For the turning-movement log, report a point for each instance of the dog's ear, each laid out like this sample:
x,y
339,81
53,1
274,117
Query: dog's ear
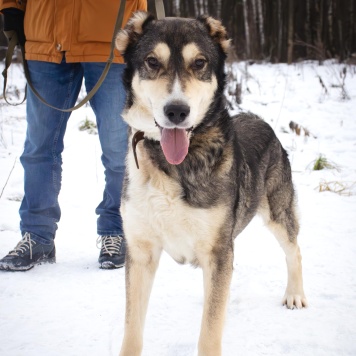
x,y
217,31
132,31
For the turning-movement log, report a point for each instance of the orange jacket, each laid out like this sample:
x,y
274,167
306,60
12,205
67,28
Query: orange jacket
x,y
80,30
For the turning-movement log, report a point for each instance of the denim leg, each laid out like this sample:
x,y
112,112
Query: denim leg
x,y
58,84
107,105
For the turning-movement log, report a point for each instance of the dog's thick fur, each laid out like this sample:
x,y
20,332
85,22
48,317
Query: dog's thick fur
x,y
192,202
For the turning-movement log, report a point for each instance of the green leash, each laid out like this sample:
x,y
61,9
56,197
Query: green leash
x,y
13,41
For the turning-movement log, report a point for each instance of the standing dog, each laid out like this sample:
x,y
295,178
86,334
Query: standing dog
x,y
195,176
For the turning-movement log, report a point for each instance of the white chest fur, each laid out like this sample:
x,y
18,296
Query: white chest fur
x,y
155,211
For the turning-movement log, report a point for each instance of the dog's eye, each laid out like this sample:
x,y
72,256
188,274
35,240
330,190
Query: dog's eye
x,y
199,63
153,62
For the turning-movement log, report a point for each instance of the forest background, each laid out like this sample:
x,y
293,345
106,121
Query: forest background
x,y
276,31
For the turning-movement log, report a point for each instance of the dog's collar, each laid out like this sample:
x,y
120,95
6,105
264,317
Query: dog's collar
x,y
137,137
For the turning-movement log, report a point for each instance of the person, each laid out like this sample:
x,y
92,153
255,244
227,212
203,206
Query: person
x,y
66,41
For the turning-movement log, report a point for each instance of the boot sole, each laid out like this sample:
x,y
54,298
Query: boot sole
x,y
11,268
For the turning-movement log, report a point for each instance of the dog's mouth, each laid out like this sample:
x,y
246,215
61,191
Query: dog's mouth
x,y
174,143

++++++++

> **PROBLEM TO SOLVE**
Retype the entries above word for word, minus any images.

> **YOUR RESPONSE**
For the turning-movement log, report a point for each instance of the dog's ear, each laid out like this sample:
x,y
339,81
53,1
274,117
Query: dog's ear
x,y
217,31
132,31
For the turning-movement log, report a point for each instance of the orange jacket, each laid out like this sample:
x,y
274,167
306,60
12,205
67,28
Query: orange jacket
x,y
80,30
For the turning-movement log, report a point for each instance of the denim leg, each laid out like this sample:
x,y
112,112
Query: denim leg
x,y
58,84
107,105
For the turning-movement log, report a point for each instance of the dog's thick fur, each laid out like this sample:
x,y
20,332
85,22
48,317
Query: dog's thick fur
x,y
192,202
For the turning-movement log, report a point for each instance of the green leash, each laid out like this sample:
x,y
61,9
56,197
Query: green leash
x,y
13,41
For the turning-movement log, report a point for each instance of the standing dog, each laid out like this sample:
x,y
295,178
86,334
Query: standing dog
x,y
195,176
For the turning-movement log, report a point for each instance of the white chest fur, each laid out like this sample:
x,y
18,296
Query: white chest fur
x,y
155,211
For the turning-movement log, report a point for each instance of the dog's eye, each laid out like this sample:
x,y
72,256
188,274
35,240
330,190
Query: dog's eye
x,y
199,63
153,62
For the turning-movement log, report a point for each instance of the forest background, each laid out like this sample:
x,y
293,345
106,121
Query: forest background
x,y
276,31
For the turning-movement log, report a point for each instance of the dog's collar, each laid out like this sample:
x,y
120,95
6,105
264,317
Query: dog's collar
x,y
137,137
For the turning-movement log, report a point for each instance of the person, each laid out like this sample:
x,y
92,153
255,244
227,212
203,206
Query: person
x,y
66,41
For the turning-movement log, report a point for each instance of the boot sole, each laid out like this sample:
x,y
54,298
Query: boot sole
x,y
11,268
For the turning-movement log, report a point for each instance of the dog's mouth, each laid out like this sample:
x,y
246,215
61,191
Query: dog's mouth
x,y
174,143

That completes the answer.